Count the lines in the material below that contain the string "canopy", matching case exactly. Reply with the number only.
════════════════
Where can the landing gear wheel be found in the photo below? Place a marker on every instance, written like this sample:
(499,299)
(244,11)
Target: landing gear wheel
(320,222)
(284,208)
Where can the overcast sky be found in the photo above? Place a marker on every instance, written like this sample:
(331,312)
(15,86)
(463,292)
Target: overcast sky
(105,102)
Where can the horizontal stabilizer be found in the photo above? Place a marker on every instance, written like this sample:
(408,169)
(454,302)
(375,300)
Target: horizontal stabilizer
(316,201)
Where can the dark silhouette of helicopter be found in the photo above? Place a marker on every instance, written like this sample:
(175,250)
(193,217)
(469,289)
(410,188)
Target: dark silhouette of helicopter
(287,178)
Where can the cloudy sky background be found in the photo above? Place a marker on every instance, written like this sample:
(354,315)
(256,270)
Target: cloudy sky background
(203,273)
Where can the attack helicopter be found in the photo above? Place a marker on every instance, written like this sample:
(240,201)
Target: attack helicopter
════════════════
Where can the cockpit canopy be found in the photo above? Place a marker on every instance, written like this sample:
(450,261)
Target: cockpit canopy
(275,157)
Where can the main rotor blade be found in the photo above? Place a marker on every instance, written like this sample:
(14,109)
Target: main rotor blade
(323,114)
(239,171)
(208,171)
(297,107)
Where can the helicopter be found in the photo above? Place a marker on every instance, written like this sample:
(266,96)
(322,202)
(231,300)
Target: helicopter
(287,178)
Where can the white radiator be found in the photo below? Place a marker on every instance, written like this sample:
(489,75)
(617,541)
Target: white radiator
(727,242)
════════════════
= Response =
2